Saved entries:
□ □ □ □ □

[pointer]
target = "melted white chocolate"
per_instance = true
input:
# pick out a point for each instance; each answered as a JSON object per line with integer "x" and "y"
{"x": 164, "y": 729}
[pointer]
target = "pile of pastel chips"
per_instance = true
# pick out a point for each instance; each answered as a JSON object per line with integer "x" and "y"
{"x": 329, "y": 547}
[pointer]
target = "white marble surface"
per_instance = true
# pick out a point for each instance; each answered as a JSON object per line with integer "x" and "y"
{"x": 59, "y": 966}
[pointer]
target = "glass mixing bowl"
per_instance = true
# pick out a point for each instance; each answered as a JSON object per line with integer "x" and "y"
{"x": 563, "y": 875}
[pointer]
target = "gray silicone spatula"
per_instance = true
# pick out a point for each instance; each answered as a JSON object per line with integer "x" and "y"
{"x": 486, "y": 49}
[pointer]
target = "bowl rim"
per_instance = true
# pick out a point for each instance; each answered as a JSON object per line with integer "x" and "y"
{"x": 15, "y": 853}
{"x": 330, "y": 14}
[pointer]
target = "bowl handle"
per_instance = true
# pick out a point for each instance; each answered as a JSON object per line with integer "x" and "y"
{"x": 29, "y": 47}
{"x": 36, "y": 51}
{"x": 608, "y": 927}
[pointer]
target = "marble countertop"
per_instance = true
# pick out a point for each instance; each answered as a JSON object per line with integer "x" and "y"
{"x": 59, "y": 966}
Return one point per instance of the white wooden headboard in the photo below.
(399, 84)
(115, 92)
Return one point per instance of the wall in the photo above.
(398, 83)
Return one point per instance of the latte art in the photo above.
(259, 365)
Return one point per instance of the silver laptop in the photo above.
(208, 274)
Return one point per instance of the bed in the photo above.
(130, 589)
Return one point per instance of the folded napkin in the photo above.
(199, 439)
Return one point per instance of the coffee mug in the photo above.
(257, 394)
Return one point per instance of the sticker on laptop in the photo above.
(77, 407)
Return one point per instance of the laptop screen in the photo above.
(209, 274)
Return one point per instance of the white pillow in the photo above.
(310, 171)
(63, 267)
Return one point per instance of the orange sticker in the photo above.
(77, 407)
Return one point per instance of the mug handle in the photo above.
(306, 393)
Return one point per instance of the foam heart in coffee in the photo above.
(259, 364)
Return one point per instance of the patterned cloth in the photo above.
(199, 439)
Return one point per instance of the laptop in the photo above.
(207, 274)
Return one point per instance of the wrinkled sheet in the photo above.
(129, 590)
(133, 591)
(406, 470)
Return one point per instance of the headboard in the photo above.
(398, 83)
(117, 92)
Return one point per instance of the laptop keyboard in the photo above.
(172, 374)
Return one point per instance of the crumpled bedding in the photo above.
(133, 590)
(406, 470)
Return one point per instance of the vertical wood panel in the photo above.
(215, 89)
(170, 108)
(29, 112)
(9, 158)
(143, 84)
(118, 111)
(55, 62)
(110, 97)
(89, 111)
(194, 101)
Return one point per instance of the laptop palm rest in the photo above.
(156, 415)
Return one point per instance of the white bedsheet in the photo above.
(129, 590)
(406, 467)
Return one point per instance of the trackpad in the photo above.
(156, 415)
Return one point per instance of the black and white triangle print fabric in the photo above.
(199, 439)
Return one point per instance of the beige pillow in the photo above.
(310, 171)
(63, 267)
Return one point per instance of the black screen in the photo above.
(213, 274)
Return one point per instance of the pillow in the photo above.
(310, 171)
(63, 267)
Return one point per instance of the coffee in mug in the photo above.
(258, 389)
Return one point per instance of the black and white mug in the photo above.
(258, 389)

□ □ □ □ □

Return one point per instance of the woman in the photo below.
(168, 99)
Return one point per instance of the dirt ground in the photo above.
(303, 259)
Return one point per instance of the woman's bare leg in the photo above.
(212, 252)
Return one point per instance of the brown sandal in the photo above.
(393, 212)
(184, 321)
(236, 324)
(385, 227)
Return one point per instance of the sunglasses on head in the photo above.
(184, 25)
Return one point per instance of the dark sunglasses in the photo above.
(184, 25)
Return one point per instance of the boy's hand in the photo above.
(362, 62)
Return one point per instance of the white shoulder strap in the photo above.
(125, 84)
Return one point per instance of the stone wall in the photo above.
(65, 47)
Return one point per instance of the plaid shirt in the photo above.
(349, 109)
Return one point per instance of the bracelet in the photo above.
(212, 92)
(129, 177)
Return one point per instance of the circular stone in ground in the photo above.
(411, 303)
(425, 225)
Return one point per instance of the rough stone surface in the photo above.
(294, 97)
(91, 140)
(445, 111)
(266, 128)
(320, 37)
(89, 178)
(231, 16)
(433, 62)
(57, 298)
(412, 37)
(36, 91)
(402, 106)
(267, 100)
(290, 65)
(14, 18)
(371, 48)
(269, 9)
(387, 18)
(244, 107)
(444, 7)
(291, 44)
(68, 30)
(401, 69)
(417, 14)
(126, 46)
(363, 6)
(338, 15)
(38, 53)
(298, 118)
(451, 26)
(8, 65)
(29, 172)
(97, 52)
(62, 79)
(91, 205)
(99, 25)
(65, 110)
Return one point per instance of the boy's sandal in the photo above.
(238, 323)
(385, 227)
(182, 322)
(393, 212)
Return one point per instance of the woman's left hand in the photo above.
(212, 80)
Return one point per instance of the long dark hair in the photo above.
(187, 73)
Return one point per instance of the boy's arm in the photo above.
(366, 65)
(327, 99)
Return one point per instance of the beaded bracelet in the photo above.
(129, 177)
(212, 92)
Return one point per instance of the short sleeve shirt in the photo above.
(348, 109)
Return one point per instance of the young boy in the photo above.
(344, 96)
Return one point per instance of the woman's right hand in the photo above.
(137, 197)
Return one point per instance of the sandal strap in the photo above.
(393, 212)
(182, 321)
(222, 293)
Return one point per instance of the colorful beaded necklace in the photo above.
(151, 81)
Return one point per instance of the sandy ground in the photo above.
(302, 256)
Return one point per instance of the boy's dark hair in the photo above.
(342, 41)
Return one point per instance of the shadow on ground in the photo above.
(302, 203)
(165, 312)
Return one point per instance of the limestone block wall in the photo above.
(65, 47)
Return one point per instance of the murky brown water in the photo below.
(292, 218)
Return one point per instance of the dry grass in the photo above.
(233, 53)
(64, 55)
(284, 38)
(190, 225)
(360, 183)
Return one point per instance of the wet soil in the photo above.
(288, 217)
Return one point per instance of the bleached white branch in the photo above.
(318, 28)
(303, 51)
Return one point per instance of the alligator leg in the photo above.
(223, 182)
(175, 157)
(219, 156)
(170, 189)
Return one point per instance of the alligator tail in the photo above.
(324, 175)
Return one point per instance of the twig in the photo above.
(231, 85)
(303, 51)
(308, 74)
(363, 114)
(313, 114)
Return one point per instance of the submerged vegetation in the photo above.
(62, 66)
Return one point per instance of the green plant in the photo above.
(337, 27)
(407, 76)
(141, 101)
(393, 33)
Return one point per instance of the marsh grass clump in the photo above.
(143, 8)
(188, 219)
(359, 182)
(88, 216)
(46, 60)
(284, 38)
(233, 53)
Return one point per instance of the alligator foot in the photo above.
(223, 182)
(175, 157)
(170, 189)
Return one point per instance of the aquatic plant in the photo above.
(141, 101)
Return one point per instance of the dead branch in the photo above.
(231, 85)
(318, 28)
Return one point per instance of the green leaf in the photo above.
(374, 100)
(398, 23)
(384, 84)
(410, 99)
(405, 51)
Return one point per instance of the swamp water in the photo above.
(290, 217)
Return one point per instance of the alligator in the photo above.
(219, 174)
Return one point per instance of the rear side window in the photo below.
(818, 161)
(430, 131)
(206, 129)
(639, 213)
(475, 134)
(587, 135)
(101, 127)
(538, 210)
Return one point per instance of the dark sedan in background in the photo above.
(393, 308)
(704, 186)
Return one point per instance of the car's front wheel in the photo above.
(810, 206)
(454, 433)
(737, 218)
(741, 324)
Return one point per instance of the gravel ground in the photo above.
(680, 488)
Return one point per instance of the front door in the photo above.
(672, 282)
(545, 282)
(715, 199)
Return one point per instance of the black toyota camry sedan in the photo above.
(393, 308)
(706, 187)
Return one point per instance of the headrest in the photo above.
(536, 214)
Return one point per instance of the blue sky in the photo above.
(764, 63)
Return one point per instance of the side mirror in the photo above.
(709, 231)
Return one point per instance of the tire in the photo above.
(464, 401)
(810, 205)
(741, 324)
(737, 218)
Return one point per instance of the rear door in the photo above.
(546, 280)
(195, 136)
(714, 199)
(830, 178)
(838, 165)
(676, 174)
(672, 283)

□ □ □ □ □

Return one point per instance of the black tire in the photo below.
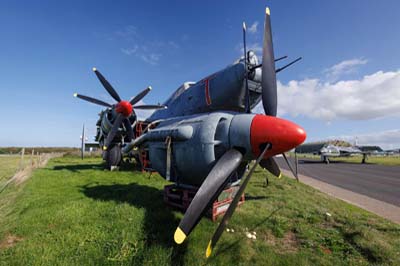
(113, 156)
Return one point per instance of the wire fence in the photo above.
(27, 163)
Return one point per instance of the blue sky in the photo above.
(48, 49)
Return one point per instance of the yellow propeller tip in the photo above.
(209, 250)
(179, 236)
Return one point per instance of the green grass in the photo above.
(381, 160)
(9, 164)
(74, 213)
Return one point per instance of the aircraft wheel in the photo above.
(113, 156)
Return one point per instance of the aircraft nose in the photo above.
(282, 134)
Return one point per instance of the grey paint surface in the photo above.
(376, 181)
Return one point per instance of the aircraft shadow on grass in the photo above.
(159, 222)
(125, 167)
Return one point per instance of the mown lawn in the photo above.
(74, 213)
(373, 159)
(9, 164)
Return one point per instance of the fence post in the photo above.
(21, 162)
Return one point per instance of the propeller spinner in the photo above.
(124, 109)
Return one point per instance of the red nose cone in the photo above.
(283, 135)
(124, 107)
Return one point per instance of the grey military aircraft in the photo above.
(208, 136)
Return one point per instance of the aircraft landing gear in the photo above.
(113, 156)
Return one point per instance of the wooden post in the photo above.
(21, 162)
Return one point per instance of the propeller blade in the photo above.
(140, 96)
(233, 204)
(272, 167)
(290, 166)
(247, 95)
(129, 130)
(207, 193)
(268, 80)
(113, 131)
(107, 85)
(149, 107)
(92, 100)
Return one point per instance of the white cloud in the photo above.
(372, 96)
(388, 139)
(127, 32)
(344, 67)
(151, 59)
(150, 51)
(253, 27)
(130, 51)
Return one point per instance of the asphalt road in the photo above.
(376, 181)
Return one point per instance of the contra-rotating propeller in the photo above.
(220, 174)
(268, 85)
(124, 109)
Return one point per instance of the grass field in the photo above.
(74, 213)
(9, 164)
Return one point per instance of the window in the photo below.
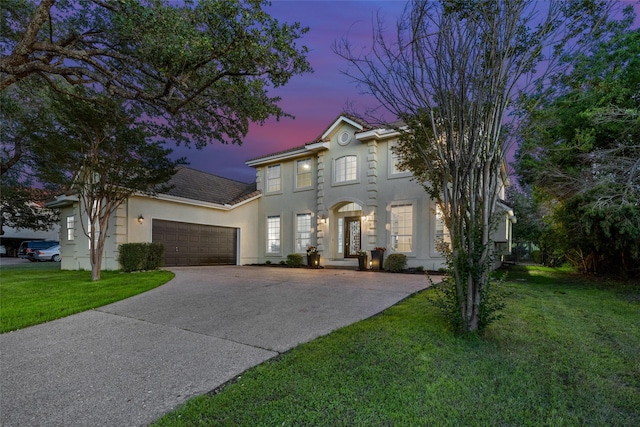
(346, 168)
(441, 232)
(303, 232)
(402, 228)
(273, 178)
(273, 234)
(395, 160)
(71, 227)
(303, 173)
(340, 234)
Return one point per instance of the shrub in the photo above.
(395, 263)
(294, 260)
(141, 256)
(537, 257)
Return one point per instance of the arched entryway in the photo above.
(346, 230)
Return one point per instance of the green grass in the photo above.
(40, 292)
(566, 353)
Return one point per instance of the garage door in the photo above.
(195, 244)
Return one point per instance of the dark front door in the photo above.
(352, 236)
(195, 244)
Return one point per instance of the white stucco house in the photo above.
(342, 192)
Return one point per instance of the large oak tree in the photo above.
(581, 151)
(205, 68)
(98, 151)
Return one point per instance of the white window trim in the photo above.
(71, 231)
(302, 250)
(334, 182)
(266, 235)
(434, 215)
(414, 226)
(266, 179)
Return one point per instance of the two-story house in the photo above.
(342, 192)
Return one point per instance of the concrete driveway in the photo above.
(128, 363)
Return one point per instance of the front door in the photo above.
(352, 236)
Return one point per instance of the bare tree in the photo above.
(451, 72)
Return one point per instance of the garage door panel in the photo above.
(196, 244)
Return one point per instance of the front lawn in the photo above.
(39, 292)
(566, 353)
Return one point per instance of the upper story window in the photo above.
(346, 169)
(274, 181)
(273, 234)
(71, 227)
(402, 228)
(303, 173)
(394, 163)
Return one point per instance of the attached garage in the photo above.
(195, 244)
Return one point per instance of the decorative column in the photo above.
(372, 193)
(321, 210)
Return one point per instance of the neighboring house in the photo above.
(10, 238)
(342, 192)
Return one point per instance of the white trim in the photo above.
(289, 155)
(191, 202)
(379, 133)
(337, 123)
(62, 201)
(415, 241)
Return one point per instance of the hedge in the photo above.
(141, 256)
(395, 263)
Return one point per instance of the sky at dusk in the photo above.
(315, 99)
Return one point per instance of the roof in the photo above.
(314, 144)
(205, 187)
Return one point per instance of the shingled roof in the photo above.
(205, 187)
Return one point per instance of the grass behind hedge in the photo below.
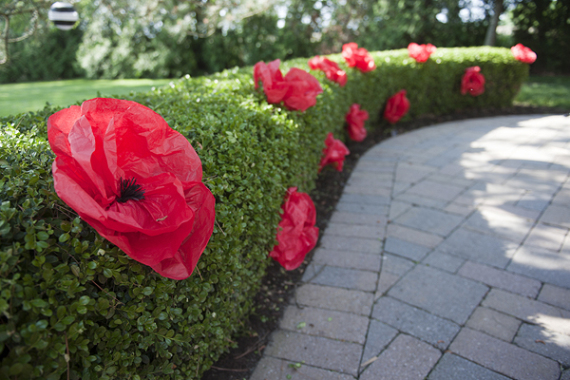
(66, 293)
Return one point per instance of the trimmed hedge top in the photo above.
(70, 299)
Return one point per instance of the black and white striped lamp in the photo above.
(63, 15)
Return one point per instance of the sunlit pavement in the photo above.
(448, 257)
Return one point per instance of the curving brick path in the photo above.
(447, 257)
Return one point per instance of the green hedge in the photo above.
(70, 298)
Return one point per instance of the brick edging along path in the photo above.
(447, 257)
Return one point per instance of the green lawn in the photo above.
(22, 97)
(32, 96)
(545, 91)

□ □ □ □ □

**DESCRIPTION OF THE TASK**: Look through the entries above; find each line with the word "target" and copy it.

**EXERCISE OUTPUT**:
target = "melted white chocolate"
target = "pile of pastel chips"
target = "white marble surface"
target = "glass mixing bowl"
target = "gray silicone spatula"
target = "bowl rim"
target = "bowl handle"
target = "marble countertop"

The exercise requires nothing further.